### Page extract
----

Where do European Nightjars go?
Centre for Environmental Sciences, Hasselt University, Belgium
Migratory pathways, stopover zones and wintering destinations of Western European Nightjars Caprimulgus europaeus. Evens, R., Conway, G.J., Henderson, I.G., Cresswell, B., Jiguet, F., Moussy,Sénécal, D., Witters, N., Beenaerts, N. & Artois, T. 2017. IBIS. DOI: 10.1111/ibi.12469. VIEW
Bird migration might be one of the most fascinating annual events. Every autumn, while billions of birds attempt to bridge the gap between breeding and wintering areas, my research sites are going silent too, and for years we have been asking ourselves: “Where do ‘our’ birds go?”
We have come a long way from thinking that birds hibernate at the bottom of the sea or turn into mice. We also don’t need a ‘Pfeilstorch’ anymore to bring back a body-piercing arrow from Central-Africa to reveal its wintering site. Today, we rely on science, technology and worldwide bird-migration-counts to answer migration-related questions. Yet, despite technological advances, migration routes and wintering destinations of most light-weight bird species still haven’t been fully discovered.
The European Nightjar Caprimulgus europaeus is such a light-weight (70g), long-distance, trans-equatorial migrant, protected under the Conservation of Migratory Species of Wild Animals. It breeds on dry sandy soils in Eurasia, mainly in open semi-natural habitats, such as heathlands. Although adult Nightjars have a high fidelity to breeding sites, recovery rates of ringed Nightjars in their non-breeding areas are extremely low, with just two found in Africa, out of a total of 131 recoveries globally, up until 2009.
It was generally assumed that Nightjars’ wintering range was split into two major regions: the first extending along the eastern coast of Africa from Kenya to South Africa and the second in the western Sub-Saharan region from Senegal to Cameroon. In 2013, a geolocator study by Cresswell and Edwards led to the discovery of new wintering sites in the Democratic Republic of Congo (DRC) and the identification of a possible loop-migration pattern. To answer some of the remaining migration-related questions, we used a combination of geolocators and GPS-loggers to reconstruct the migration of eleven Western-European Nightjars. We also tagged one juvenile Nightjar, and we were very fortunate to recapture this bird two years later. Luckily for us, it was still carrying its geolocator which contained information on two full migration routes.

----

(Stored dataset items)
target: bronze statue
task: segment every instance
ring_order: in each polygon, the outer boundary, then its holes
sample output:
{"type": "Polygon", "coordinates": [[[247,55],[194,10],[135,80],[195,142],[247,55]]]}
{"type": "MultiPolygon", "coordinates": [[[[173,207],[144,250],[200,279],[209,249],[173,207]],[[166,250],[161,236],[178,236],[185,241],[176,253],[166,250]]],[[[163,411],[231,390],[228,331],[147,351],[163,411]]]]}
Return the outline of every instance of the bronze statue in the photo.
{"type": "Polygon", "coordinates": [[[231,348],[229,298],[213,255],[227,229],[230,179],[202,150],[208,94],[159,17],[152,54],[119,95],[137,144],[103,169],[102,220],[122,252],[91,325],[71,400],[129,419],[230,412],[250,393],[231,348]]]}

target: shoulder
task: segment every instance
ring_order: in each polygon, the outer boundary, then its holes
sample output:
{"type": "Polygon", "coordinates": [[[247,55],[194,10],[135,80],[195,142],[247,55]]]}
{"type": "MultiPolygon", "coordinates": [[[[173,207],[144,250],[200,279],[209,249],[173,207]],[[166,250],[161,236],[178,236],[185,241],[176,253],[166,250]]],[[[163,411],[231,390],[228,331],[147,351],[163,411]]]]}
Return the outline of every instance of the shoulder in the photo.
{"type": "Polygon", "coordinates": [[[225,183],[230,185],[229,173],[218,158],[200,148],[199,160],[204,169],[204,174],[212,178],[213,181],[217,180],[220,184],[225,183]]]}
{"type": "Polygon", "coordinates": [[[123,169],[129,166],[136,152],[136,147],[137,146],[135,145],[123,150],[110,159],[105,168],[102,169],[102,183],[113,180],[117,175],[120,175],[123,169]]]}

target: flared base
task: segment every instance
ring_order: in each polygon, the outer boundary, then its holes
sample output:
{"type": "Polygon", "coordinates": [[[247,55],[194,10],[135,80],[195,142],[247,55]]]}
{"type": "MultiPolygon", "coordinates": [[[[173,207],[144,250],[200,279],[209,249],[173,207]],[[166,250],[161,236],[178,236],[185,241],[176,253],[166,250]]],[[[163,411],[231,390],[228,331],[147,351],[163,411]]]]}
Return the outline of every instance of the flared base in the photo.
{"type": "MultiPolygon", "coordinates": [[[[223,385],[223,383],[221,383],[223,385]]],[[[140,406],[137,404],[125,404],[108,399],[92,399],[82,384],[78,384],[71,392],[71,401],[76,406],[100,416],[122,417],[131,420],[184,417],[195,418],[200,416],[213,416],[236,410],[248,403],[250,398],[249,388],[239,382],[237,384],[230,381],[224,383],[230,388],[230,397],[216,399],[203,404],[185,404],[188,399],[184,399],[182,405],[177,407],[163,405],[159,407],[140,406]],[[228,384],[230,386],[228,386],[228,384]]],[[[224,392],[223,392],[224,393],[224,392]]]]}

----

### Work to complete
1. Reproduce verbatim the section of the entries that begins with the line containing "target: flared base" and ends with the line containing "Return the outline of every instance of the flared", including both of those lines.
2. Continue the passage on the migration of European Nightjars from the point at which it stops.

### Expected answers
1.
target: flared base
task: segment every instance
ring_order: in each polygon, the outer boundary, then its holes
sample output:
{"type": "Polygon", "coordinates": [[[247,55],[194,10],[135,80],[195,142],[247,55]]]}
{"type": "MultiPolygon", "coordinates": [[[[173,207],[144,250],[200,279],[209,249],[173,207]],[[166,250],[161,236],[178,236],[185,241],[176,253],[166,250]]],[[[163,411],[231,390],[228,331],[147,351],[163,411]]]]}
Return the outline of every instance of the flared base in the photo.

2.
Figure 1 GPS-tagged Nightjar © Ruben Evens
Figure 2 Release of a Nightjar © Ruben Evens
Our Nightjars followed a loop-migration pattern which was consistent among individuals from five Western European sites. This implies that Nightjars follow different trajectories during autumn and spring migration, making an elaborate detour through Western Africa in spring. All Nightjars overwintered south of the Central African Tropical Rainforest in two sub-tropical ecoregions (Southern Congolian forest-savanna mosaic, Central Zambezian Miombo woodlands), outside their formerly-presumed wintering range. GPS-data also confirms that our Nightjars are stationary during the entire winter and stay in a distinct, small habitat patch. Surprisingly, the juvenile Nightjar also showed the capability of locating stopover zones and wintering areas, used by other, adult Western European Nightjars. During its second migration, it then located these specific areas again.
Figure 3 Migration routes and staging areas for 12 tracks from 11 tagged Nightjars: (a) autumn (n = 12), (b) spring (n = 9). Every colour represents one individual. Star symbols represent GPS-loggers, circles represent geolocator data.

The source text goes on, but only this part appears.